TASK INPUTS ::
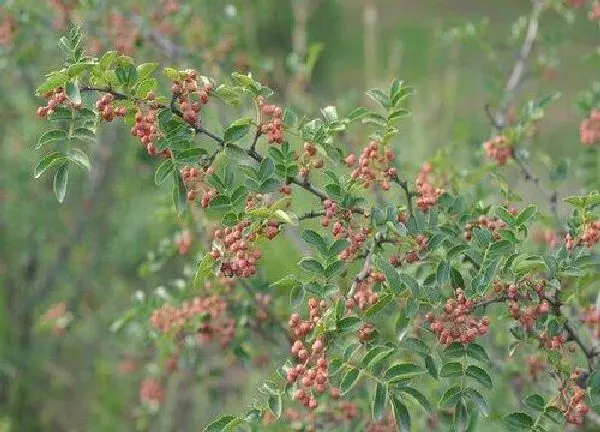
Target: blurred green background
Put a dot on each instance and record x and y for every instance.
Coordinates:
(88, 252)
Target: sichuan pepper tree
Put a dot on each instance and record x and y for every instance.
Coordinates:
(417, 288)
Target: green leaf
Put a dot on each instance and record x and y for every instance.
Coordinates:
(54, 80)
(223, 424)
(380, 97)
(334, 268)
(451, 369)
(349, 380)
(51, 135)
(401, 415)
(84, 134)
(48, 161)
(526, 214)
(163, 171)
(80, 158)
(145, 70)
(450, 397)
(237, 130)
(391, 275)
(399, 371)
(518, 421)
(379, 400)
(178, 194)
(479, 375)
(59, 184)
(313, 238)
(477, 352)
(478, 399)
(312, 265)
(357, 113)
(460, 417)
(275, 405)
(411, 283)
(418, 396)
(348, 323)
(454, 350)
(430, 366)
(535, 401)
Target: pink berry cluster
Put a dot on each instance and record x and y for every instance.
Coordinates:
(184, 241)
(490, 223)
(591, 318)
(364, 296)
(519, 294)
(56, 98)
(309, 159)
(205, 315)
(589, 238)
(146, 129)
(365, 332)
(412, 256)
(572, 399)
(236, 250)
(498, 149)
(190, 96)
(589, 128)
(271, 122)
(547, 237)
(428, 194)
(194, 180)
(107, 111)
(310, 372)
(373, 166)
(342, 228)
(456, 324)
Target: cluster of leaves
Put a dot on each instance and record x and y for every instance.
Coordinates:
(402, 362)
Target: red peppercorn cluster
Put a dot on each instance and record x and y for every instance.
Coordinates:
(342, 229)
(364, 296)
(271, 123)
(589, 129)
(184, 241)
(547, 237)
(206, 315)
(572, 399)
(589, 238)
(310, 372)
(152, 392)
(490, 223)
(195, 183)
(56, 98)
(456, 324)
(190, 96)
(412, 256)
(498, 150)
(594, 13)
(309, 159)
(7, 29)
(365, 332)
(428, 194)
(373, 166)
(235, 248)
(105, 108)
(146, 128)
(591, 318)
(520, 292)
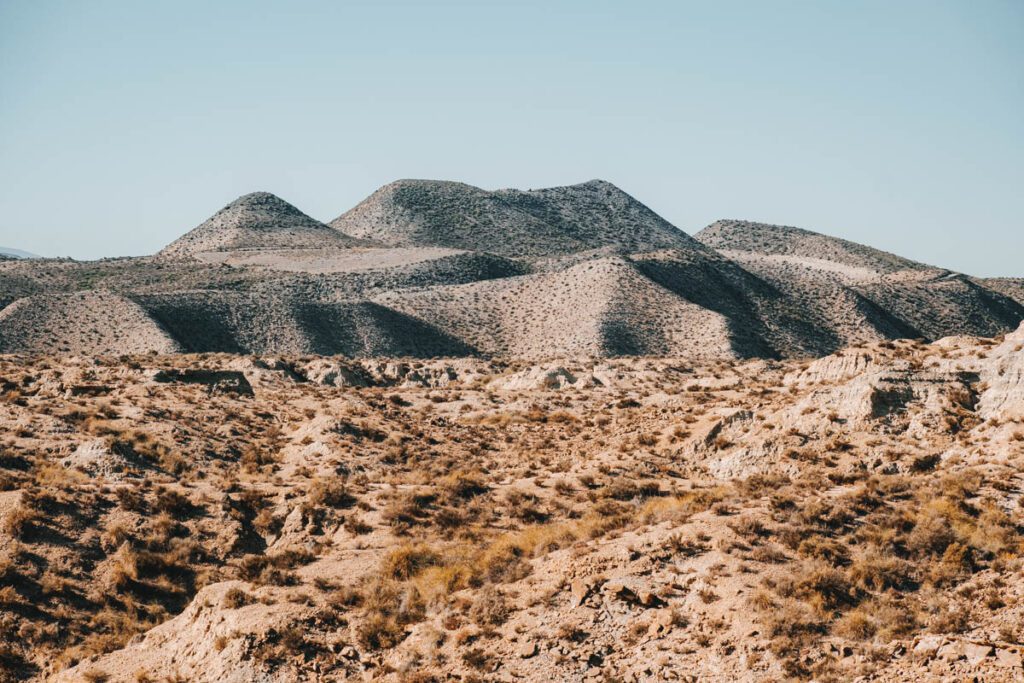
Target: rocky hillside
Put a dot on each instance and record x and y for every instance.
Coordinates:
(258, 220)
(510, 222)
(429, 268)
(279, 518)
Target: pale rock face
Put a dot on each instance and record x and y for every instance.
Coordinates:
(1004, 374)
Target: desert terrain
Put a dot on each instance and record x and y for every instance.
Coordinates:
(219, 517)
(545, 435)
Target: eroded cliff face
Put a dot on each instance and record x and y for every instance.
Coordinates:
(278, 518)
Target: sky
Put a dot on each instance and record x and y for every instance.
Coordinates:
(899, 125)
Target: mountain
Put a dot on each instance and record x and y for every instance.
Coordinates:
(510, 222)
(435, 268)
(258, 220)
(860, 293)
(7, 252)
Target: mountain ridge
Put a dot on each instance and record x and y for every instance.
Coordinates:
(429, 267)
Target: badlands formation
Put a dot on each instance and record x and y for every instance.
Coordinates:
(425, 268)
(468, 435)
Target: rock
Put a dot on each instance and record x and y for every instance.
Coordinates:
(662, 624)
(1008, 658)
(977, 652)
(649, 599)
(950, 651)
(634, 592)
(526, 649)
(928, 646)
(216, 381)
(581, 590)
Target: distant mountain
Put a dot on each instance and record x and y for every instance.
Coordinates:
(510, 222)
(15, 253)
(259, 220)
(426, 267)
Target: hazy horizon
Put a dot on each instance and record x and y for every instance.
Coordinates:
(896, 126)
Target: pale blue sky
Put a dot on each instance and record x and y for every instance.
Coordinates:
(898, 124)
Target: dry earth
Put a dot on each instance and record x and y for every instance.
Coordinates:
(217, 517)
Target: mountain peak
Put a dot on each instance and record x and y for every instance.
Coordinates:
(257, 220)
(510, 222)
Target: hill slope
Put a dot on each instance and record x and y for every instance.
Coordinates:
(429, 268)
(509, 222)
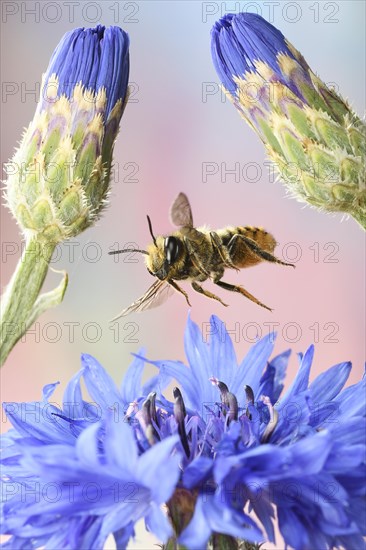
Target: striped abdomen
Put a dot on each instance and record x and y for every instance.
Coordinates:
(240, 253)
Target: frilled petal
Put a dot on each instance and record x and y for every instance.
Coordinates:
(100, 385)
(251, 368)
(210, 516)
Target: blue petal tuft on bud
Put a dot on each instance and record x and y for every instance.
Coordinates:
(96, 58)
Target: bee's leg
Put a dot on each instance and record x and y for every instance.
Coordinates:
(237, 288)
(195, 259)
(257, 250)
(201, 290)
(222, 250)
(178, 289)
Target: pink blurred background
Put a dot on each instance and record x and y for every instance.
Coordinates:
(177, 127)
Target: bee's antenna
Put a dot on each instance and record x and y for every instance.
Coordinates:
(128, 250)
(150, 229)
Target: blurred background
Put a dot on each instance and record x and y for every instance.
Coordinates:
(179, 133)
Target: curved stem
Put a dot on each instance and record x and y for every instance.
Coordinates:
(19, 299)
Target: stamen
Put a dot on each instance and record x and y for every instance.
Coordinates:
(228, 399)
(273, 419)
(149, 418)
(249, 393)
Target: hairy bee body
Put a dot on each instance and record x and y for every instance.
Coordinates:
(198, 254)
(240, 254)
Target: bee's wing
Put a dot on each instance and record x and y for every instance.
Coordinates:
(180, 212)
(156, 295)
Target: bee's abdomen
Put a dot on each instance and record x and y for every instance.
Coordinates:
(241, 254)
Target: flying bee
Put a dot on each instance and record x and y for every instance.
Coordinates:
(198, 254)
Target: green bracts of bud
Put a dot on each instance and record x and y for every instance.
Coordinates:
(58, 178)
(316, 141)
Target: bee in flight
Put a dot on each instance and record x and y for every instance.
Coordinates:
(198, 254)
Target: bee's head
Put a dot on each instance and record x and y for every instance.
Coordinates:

TASK STATEMENT :: Copy every line of the items above word for word, leaving out the pictures.

ANSWER TO THIS EXERCISE ::
Target: blurred green background
Put a dot on each instance and record x and y for every instance.
Coordinates:
(88, 252)
Target: sichuan pepper tree
Put a dot on each instance and record x and y for every instance.
Coordinates:
(417, 288)
Target: green leaf
Put a dot on each instance and record x and y for every instance.
Coordinates:
(54, 80)
(223, 424)
(380, 97)
(334, 268)
(451, 369)
(349, 380)
(51, 135)
(401, 415)
(84, 134)
(48, 161)
(526, 214)
(163, 171)
(80, 158)
(145, 70)
(450, 397)
(237, 130)
(391, 275)
(399, 371)
(518, 421)
(379, 400)
(178, 194)
(479, 375)
(59, 184)
(313, 238)
(477, 352)
(478, 399)
(312, 265)
(357, 113)
(460, 417)
(275, 405)
(411, 283)
(418, 396)
(348, 323)
(454, 350)
(430, 366)
(535, 401)
Target: pink berry cluster
Put a dot on each instance and record x and y for every instance.
Coordinates:
(184, 241)
(490, 223)
(591, 318)
(364, 296)
(519, 294)
(56, 98)
(309, 159)
(205, 315)
(589, 238)
(146, 129)
(365, 332)
(412, 256)
(572, 399)
(236, 250)
(498, 149)
(190, 96)
(589, 128)
(271, 122)
(547, 237)
(428, 194)
(194, 180)
(107, 111)
(310, 372)
(373, 166)
(342, 228)
(456, 324)
Target: cluster of leaves
Put a dot on each instance and record x and y for every instance.
Coordinates:
(402, 362)
Target: red peppercorn cluster
Put a dot on each instance and record x and y for every instance.
Coordinates:
(342, 229)
(364, 296)
(271, 123)
(589, 129)
(184, 241)
(547, 237)
(206, 315)
(572, 399)
(589, 238)
(310, 372)
(152, 392)
(490, 223)
(195, 183)
(56, 98)
(456, 324)
(190, 96)
(412, 256)
(498, 150)
(594, 13)
(309, 159)
(7, 29)
(365, 332)
(428, 194)
(373, 166)
(235, 248)
(105, 108)
(146, 128)
(591, 318)
(520, 292)
Target: rocky hillside
Put a dot on each instance and record x and y for every instance.
Coordinates:
(258, 220)
(510, 222)
(429, 268)
(279, 518)
Target: pale rock face
Put a dot on each instance and record x and y for every instance.
Coordinates:
(1004, 374)
Target: desert terrain
Put a dot on each instance and record x and y for every instance.
Coordinates:
(219, 517)
(545, 435)
Target: eroded cliff face
Put a dot on each instance and record x and y for every instance.
Coordinates:
(278, 518)
Target: sky
Put a dot on each instance and record x and y for every instance.
Coordinates:
(899, 125)
Target: mountain
Put a dot on each instance and record x and y for every instance.
Coordinates:
(510, 222)
(435, 268)
(258, 220)
(860, 293)
(7, 252)
Target: mountain ridge
Put a dot on each instance and record x and y for every instance.
Coordinates:
(429, 267)
Target: badlands formation
Put a dot on each instance and record x and y for every instance.
Coordinates:
(425, 268)
(468, 435)
Target: rock
Put a dot on each instance and record x and y for every instance.
Coordinates:
(662, 624)
(1008, 658)
(977, 652)
(649, 599)
(950, 651)
(634, 592)
(526, 649)
(928, 646)
(216, 381)
(581, 590)
Target: distant mountain
Put a dot on each instance and record x and y for every instance.
Coordinates:
(510, 222)
(15, 253)
(259, 220)
(426, 267)
Target: hazy horizon
Put a dot on each instance and record x and y for every instance.
Coordinates:
(896, 126)
Target: pale blue sky
Put a dot on each instance and record x and y for every instance.
Coordinates:
(898, 124)
Target: dry earth
Put a dot on each instance and record x and y for every instance.
Coordinates:
(217, 517)
Target: mountain peak
Put a dot on each instance and record x and y for every instance.
Coordinates:
(257, 220)
(510, 222)
Target: hill slope
Put a dot on each instance and record x and y for every instance.
Coordinates:
(429, 268)
(509, 222)
Target: striped abdomen
Put a dot on each instance and record x and y for every instance.
Coordinates:
(240, 253)
Target: frilled petal
Put a dot on each instance and record x and y for every instance.
Coordinates:
(100, 385)
(251, 368)
(210, 516)
Target: blue petal tuft on bud
Put a dot on each instance and record x and y for every instance.
Coordinates:
(96, 58)
Target: bee's leg
Put a dot on each instance and record x and y for every instance.
Coordinates:
(237, 288)
(195, 259)
(257, 250)
(201, 290)
(222, 250)
(178, 289)
Target: pink blurred background
Put a dot on each instance and record x and y for every instance.
Coordinates:
(177, 127)
Target: bee's antenna
Put a dot on each instance and record x and y for every instance.
Coordinates:
(128, 250)
(150, 229)
Target: blurred background
Put a dot on each instance and record x and y for every instance.
Coordinates:
(179, 133)
Target: curved stem
Put a dot on each instance and record x and y for every instance.
Coordinates:
(19, 299)
Target: stamen
Put a dot on each instance and record x and y for every instance.
Coordinates:
(228, 399)
(273, 419)
(149, 418)
(249, 393)
Target: hairy bee body
Put a dot on each instance and record x and y for every instance.
Coordinates:
(198, 254)
(240, 254)
Target: bee's wing
Put a dot on each instance and record x and y for every instance.
Coordinates:
(180, 212)
(156, 295)
Target: bee's abdomen
Put a dot on each instance and record x and y for every instance.
Coordinates:
(241, 254)
Target: flying bee
Put a dot on each instance and record x and y for every instance.
Coordinates:
(198, 254)
Target: green bracts of bud
Put a dot on each instance and record x and y for every instance.
Coordinates:
(58, 178)
(316, 141)
Target: bee in flight
Put a dot on each instance and record x and y for every instance.
Coordinates:
(198, 254)
Target: bee's head
Put a dot on each instance and record x and y for every instance.
Coordinates:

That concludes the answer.